Records from a point labeling set:
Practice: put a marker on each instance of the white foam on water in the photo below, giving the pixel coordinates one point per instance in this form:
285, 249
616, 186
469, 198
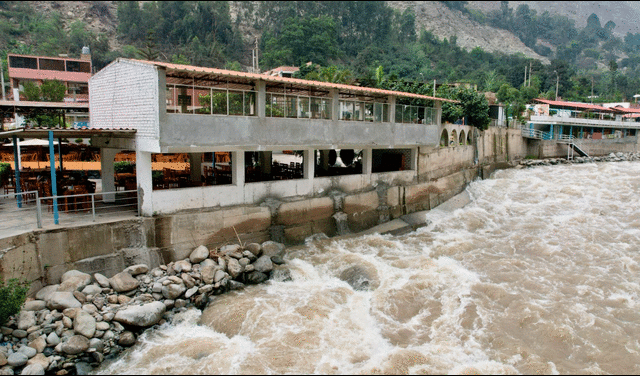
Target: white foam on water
537, 274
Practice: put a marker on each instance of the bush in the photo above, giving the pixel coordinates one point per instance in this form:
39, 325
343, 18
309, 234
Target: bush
12, 297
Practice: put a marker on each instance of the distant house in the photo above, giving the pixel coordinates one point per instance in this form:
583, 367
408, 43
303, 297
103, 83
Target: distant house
73, 73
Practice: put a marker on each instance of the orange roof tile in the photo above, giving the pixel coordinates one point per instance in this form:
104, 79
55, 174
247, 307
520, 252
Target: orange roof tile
256, 76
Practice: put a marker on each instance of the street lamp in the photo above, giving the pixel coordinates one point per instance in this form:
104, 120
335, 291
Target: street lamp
557, 82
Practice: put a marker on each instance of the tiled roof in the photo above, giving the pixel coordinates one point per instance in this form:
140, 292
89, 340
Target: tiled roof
297, 81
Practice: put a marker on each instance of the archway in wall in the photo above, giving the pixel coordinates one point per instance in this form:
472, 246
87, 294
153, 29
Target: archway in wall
444, 138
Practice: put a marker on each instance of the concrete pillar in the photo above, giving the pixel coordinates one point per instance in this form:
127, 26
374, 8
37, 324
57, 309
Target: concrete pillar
392, 108
438, 107
335, 104
261, 98
266, 158
145, 183
195, 160
413, 163
106, 172
237, 168
309, 163
367, 161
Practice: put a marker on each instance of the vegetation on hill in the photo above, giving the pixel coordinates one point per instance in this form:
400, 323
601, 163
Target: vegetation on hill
345, 46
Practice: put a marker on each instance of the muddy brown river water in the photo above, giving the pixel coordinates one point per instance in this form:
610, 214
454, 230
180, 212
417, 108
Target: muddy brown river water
539, 273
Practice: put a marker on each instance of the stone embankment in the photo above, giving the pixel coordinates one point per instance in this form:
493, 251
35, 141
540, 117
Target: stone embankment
74, 326
613, 157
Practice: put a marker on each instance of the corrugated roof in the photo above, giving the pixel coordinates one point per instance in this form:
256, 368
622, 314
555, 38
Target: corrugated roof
296, 81
584, 106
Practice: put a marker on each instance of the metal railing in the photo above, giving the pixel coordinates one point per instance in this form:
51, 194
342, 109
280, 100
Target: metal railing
26, 211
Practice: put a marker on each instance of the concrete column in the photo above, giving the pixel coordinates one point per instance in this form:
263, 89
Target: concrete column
195, 160
261, 98
392, 108
438, 107
106, 172
413, 163
309, 163
367, 161
335, 105
145, 183
237, 168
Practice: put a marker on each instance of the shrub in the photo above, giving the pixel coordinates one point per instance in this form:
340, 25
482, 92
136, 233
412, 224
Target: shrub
12, 297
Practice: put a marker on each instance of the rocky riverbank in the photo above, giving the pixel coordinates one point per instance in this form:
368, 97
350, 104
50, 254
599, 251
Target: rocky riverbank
74, 326
613, 157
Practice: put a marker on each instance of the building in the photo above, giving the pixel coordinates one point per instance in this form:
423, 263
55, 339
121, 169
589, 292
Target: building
580, 124
73, 73
283, 135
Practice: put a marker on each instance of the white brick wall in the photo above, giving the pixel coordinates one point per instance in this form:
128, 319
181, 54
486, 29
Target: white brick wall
125, 95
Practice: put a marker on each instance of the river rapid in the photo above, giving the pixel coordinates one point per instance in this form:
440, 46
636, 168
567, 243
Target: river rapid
539, 273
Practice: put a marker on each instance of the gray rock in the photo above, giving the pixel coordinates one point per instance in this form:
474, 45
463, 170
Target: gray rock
30, 352
254, 248
173, 290
17, 359
127, 339
61, 300
218, 276
75, 345
190, 292
92, 290
26, 319
199, 254
271, 248
53, 339
96, 344
75, 282
361, 277
255, 277
263, 264
182, 266
234, 268
102, 280
208, 273
19, 333
34, 305
33, 369
143, 316
123, 282
44, 292
39, 344
84, 324
281, 275
136, 269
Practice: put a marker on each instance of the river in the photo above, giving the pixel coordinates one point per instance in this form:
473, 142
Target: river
539, 273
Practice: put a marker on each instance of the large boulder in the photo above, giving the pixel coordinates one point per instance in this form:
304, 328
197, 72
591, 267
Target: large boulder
199, 254
137, 269
263, 264
361, 277
144, 315
172, 291
271, 248
62, 300
84, 324
75, 345
123, 282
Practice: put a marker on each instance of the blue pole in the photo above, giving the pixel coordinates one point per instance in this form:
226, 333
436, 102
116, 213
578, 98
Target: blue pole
16, 164
54, 186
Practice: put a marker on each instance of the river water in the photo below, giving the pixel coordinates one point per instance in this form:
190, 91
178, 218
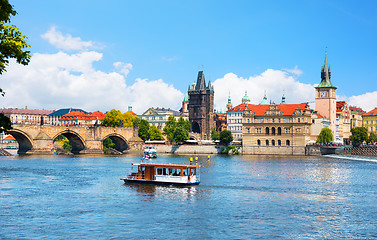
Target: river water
240, 197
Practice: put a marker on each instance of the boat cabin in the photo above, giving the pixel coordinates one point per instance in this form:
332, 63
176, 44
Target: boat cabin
165, 173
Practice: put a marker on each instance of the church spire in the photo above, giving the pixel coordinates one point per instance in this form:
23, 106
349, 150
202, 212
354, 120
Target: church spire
229, 105
325, 74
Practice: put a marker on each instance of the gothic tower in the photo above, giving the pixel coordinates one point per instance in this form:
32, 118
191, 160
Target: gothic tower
201, 107
229, 105
325, 97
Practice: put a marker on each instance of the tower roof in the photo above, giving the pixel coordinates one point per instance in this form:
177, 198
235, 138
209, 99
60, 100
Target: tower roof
200, 82
264, 101
245, 98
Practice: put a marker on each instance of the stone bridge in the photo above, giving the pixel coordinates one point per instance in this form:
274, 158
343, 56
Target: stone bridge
38, 139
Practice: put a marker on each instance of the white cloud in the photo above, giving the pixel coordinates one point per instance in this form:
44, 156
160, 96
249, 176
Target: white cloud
66, 42
367, 101
273, 82
61, 80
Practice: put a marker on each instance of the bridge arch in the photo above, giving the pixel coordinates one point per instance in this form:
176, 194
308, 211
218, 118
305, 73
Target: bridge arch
25, 142
121, 144
76, 141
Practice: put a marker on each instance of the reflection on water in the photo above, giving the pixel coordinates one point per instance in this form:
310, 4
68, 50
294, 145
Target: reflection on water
240, 197
152, 192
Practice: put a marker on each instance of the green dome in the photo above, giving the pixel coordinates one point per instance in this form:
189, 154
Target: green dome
186, 98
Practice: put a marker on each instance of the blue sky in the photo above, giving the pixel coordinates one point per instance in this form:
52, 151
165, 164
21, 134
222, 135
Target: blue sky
253, 46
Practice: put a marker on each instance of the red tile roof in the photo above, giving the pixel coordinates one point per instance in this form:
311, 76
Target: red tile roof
25, 111
339, 105
371, 113
356, 109
9, 138
260, 110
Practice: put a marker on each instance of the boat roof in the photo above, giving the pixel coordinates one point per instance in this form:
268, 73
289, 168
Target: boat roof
168, 165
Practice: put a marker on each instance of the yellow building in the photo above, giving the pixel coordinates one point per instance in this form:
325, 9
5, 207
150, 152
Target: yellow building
276, 129
370, 121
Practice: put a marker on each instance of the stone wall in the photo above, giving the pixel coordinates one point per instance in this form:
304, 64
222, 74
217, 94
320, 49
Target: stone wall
273, 150
189, 149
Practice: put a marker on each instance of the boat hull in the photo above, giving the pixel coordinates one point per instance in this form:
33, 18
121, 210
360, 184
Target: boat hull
158, 182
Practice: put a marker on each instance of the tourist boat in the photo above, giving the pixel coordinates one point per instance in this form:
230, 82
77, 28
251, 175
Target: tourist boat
150, 150
162, 173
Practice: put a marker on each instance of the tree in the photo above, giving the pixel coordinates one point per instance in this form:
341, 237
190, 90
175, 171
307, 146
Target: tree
169, 128
154, 133
108, 143
226, 137
180, 134
12, 45
144, 130
67, 145
113, 118
359, 135
177, 131
325, 136
215, 135
128, 119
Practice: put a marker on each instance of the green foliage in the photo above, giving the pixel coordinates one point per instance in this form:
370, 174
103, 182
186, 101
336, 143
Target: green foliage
154, 133
67, 145
215, 135
226, 137
177, 131
115, 118
5, 123
60, 137
180, 134
169, 128
108, 143
144, 130
359, 135
12, 42
325, 136
372, 138
235, 149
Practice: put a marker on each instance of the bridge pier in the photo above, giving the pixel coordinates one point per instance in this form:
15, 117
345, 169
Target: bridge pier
35, 139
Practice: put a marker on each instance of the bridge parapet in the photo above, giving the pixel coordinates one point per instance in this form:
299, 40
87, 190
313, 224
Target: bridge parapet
35, 139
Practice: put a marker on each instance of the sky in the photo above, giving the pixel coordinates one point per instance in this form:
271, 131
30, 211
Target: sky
103, 55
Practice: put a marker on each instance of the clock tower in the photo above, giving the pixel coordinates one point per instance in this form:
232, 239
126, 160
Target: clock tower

• WHAT THIS TASK INVOLVES:
Repeat, without changes, every line from the one that contains "Practice: put a marker on each instance of the green foliage" through the final line of the data.

• RESPONSE FOR THIS EXERCISE:
Practice: put a marker on each instance of the green foliage in the photo above, giving the pixel coordinates one point per instance in this form:
370, 174
103, 182
186, 101
336, 143
Target: green foliage
154, 133
67, 145
215, 135
226, 137
177, 131
115, 118
5, 123
60, 137
180, 134
169, 128
108, 143
144, 130
359, 135
12, 42
325, 136
372, 138
235, 149
Practice: put a marker on each instance of the bridge pier in the photo above, giving the pixel coordinates one point per instance in this form:
15, 117
345, 169
Target: bridge pier
35, 139
Practice: put a marker on each instance of the bridge parapet in the photo above, giving the pixel coordinates one point per instance in this form:
299, 40
87, 190
313, 224
Target: bridge parapet
35, 139
Practice: put a marker on each instance of the sky in the photo above, giving the pixel coordinates one point per instance in this form:
271, 131
30, 211
Target: sky
103, 55
Practice: put a marker on each instance of the clock tower in the photo above, giving the pixel coordinates one point per instance in this form:
232, 239
126, 160
Target: clock tower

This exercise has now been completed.